(Referring expression pointing data)
== == ==
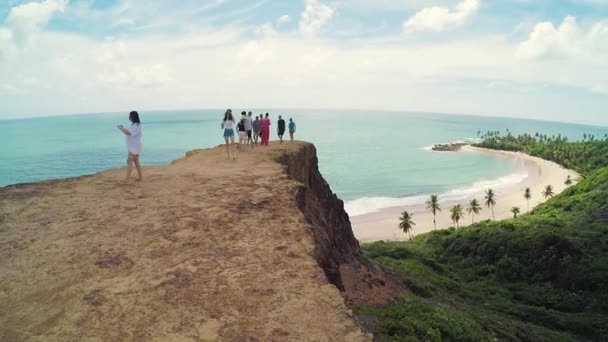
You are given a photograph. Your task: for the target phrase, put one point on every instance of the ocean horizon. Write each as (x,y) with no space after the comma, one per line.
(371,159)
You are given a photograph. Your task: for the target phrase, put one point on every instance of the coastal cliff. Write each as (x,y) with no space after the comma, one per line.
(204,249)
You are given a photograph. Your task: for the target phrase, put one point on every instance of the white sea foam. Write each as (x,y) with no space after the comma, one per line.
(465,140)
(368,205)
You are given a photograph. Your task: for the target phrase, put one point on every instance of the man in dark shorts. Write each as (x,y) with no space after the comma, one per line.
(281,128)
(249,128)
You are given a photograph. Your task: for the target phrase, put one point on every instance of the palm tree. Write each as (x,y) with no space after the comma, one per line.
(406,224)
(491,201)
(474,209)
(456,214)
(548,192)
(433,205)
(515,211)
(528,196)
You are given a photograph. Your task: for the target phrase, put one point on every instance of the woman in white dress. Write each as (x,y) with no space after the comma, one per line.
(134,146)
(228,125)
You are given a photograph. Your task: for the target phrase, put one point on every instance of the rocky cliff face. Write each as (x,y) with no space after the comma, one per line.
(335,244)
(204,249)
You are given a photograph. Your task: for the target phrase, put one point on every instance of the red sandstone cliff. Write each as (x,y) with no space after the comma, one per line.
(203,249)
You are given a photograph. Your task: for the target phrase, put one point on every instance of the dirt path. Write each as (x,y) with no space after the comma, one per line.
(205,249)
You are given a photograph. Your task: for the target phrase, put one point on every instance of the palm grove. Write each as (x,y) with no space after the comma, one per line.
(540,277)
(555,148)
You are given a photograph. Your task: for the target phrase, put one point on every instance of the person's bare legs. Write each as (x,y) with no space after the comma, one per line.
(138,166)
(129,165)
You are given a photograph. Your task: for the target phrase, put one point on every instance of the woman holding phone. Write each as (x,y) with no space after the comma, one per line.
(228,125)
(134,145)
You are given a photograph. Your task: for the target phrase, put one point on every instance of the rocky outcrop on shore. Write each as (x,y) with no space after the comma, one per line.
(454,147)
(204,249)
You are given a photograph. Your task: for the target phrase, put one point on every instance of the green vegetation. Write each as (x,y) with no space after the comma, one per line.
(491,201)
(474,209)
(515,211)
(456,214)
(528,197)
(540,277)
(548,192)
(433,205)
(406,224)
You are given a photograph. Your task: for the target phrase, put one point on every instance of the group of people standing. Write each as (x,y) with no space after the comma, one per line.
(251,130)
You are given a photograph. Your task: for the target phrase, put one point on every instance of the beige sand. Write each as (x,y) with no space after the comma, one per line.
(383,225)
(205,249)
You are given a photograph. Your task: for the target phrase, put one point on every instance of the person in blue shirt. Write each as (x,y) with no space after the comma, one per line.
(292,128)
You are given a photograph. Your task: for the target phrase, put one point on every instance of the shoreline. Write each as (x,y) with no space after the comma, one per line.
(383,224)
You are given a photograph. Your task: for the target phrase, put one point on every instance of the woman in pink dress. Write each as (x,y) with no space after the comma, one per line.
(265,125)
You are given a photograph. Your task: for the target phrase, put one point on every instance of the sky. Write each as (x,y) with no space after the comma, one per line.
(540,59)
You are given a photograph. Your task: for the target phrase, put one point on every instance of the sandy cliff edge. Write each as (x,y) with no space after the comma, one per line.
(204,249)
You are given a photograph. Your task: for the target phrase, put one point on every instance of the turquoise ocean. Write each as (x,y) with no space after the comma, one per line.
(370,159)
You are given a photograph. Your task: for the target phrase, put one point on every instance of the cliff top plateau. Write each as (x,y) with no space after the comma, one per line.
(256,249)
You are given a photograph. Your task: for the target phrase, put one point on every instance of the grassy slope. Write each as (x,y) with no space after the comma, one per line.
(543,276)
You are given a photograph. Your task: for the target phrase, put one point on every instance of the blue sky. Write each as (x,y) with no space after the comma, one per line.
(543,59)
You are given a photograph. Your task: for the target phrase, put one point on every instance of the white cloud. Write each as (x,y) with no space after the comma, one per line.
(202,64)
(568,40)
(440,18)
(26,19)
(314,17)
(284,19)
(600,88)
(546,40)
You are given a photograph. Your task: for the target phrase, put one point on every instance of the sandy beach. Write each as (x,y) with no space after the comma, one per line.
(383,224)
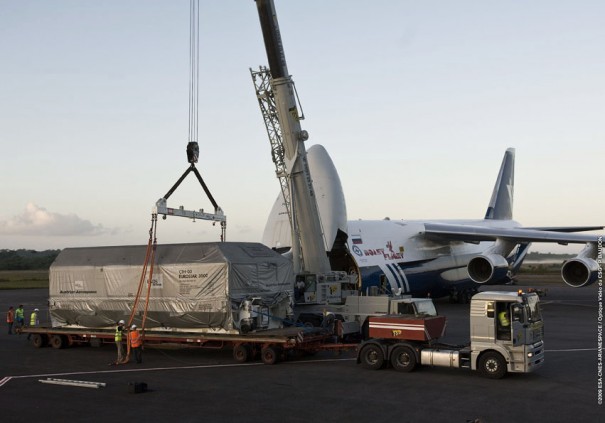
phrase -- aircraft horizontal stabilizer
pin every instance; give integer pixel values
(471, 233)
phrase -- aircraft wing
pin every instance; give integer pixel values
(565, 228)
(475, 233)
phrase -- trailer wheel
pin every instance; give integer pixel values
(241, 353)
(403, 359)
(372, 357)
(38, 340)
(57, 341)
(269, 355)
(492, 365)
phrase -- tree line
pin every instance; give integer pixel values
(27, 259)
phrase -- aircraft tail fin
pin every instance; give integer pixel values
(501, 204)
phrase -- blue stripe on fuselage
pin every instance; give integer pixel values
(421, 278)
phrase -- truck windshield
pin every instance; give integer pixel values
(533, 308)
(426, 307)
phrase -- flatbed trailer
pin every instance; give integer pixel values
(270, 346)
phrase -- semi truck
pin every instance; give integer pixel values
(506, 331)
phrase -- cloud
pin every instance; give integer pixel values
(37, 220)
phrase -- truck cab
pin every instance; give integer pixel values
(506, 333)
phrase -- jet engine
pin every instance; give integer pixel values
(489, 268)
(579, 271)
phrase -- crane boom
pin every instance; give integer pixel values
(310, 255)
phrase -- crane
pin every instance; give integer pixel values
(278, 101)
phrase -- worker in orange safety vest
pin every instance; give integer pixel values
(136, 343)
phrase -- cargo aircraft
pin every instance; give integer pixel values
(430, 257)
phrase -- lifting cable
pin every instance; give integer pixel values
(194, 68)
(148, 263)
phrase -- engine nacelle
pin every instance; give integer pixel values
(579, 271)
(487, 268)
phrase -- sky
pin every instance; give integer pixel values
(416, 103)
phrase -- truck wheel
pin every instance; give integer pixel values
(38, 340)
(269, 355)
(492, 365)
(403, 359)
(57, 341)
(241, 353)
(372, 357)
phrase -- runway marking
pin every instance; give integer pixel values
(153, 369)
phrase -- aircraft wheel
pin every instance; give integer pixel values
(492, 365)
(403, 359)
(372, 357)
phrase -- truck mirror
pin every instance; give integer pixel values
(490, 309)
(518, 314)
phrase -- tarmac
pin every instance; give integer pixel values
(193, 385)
== == ==
> Work to complete:
The records above must be printed exactly; the pictures stay out.

> Exercise response:
You are given a photograph. Your task: for the target phrase, put one point on every instance of the ocean horizon. Write each as (x,y) with no space after the comma, one per line.
(371,159)
You are given a photograph. Your task: for the target phrase, put one point on every instance of the coastal cliff. Write each as (x,y) with no space after the comma, one per line.
(204,249)
You are given a photograph. Your task: for the target phrase, put one point on every instance of the white sea foam. Write each as (x,y) with no space after the comma, one per line.
(465,140)
(368,205)
You are given a photograph. Your task: for the target phrase, put one point on every instance of the man in dark shorts. Write each as (x,y) with no space after the comma, one per line.
(281,128)
(249,128)
You are given a photograph. Your task: for the target phrase, put one point on every instance of the palm tree. Write each as (x,y) with no space after the comma, one per line.
(406,224)
(491,201)
(474,209)
(456,214)
(548,192)
(433,205)
(515,211)
(528,196)
You are given a photograph. Your task: for the target phrase, put one point on every instance of the woman in white dress. Write each as (x,y) with no space after the comma, one per line.
(134,146)
(228,125)
You are given a photograph. Your task: for the target phrase, put one point on every instance of the rocky cliff face. Write each as (x,y) with no space after the comma, one per line.
(335,244)
(204,249)
You are given a photograph. Your task: for the target phrase, put one point on every instance of the red sandstone cliff. Write each as (x,y) with no space after the comma, one per line.
(203,249)
You are given a photograph. Your task: for the target phrase, put one point on every instance of the dirt path. Write each as (x,y) with no space after the comma, one per line.
(205,249)
You are given a photograph. Your task: for the target phrase, put one point on every instance of the palm grove. Write each as (x,y) with no space after the comma, one per line.
(540,277)
(555,148)
You are given a photograph. Your task: for the target phrase, put one point on every instance of the person's bare legs. Write each as (x,y) with no space after the comma, one per line.
(138,166)
(129,165)
You are given a photograph. Your task: for the target phrase, put one point on every instance of the woman holding phone. Write each as (x,y) with no space after the comma, one per line.
(228,125)
(134,145)
You are given a photograph. Your task: for the target phrase, put one point on every instance of the rocky outcrop on shore. Write each as (x,y) with no space after the comma, one per line.
(454,147)
(204,249)
You are given a photograph. Your task: for the target phrase, put one point on every instance of the green vegetation. Write each as (x,y) with no space after the comma, one per line.
(491,201)
(474,209)
(515,211)
(456,214)
(528,197)
(540,277)
(548,192)
(433,205)
(406,224)
You are given a photograph. Your task: for the target phrase, put one point on every instance of the group of people standing. Write each as (x,y) with no space after the comma, one per line.
(251,130)
You are given a photograph. Your task: for the target phrase, put one point on every instance of the beige sand. Write each as (x,y) with no space after the comma, one per line.
(383,225)
(205,249)
You are given a photograph. Your task: for the target phrase, put one point on every instance of the person in blue shirt. Write each as (x,y) with no space after the comma, one per line.
(292,128)
You are given a photograph. Your task: for the target phrase, put one point on every instance of the shoreline. Write each as (x,y) with no space after the comma, one per line.
(383,224)
You are given a photograph. Your task: for the target phrase, put one point on every instance of the woman in pink dress. Write each as (x,y) with no space after the comma, one per line.
(265,125)
You are given a photograph. Your task: for the target phrase, put one point on every instance of the sky. Write each as (x,y) with no space after the comma, one per line.
(540,59)
You are given a photograph. Your task: for the target phrase, put one point on every instance of the sandy cliff edge. Write each as (x,y) with no space after the comma, one per line.
(204,249)
You are given a photograph. Your task: for the target phrase, put one point on every instance of the turquoise ocean. Write each as (x,y) with no space after the comma, one per line.
(370,159)
You are given a photograph. Your task: for the target phrase, put one point on every instance of the cliff top plateau. Write each as (x,y) with no space after the comma, one per line.
(256,249)
You are given a photograph. Your task: for the target phrase, put one point on every instance of the grassy slope. Write each as (x,y) with no space after the comma, one per line.
(543,276)
You are given a photograph. Your task: for the target phrase, put one point on every instance of the blue sky. Write each as (x,y) with no space after the comma, one per line.
(543,59)
You are given a photograph. Your task: for the target phrase, put one point on every instance of the white cloud. Write each as (x,y) with no space after the comma, one per line.
(202,64)
(568,40)
(440,18)
(26,19)
(314,17)
(284,19)
(600,88)
(546,40)
You are given a photograph. Your task: for the target phrase, put one point on every instance of the sandy beach. Write each as (x,y) with no space after the comma, one per line.
(383,224)
phrase -- aircraft horizontal stabilizer
pin every instance; give integer pixel values
(471, 233)
phrase -- aircraft wing
pin every instance; give integer pixel values
(565, 228)
(475, 233)
phrase -- trailer wheel
pin every instance; give integer pixel values
(241, 353)
(403, 359)
(372, 357)
(38, 340)
(57, 341)
(269, 355)
(492, 365)
phrase -- tree line
pin every instance; give integer pixel values
(27, 259)
phrase -- aircraft tail fin
pin every instance; give integer pixel values
(501, 204)
phrase -- blue stripe on fuselage
pin every instance; give integer pixel values
(421, 278)
phrase -- truck windshield
pin every instance; give integer pixel values
(533, 308)
(426, 307)
phrase -- flatbed trailer
pin every instance; give integer pixel values
(270, 346)
phrase -- semi truck
pin every instance; give integer pixel values
(506, 331)
phrase -- cloud
pin every instance; give integer pixel values
(37, 220)
phrase -- truck cab
pin every instance; give integer pixel values
(506, 333)
phrase -- jet engine
pin every instance; give integer pixel values
(489, 268)
(579, 271)
phrase -- crane boom
pin every instance; give integer pixel values
(310, 255)
phrase -- crane
pin every instance; give integer pixel values
(278, 101)
phrase -- worker in orange safety vest
pin every instance; give integer pixel values
(136, 343)
phrase -- cargo aircraft
pin every instance; give integer pixel values
(430, 257)
phrase -- lifting cable
pin every instance; give integer pixel values
(194, 68)
(148, 263)
phrase -- engine nacelle
pin every instance; give integer pixel values
(579, 271)
(487, 268)
phrase -- sky
pin every instance; give integer pixel values
(416, 103)
phrase -- truck wheel
pin every instance; give integer pixel values
(38, 340)
(269, 355)
(492, 365)
(403, 359)
(57, 341)
(241, 353)
(372, 357)
phrase -- runway marking
pin every instance; give integer pixel values
(153, 369)
phrase -- aircraft wheel
pin every instance; give integer pixel values
(492, 365)
(403, 359)
(372, 357)
phrase -- truck mirror
pin every instance; give integer pixel values
(490, 309)
(518, 314)
phrase -- tarmac
pin every instance; give integer pixel values
(193, 385)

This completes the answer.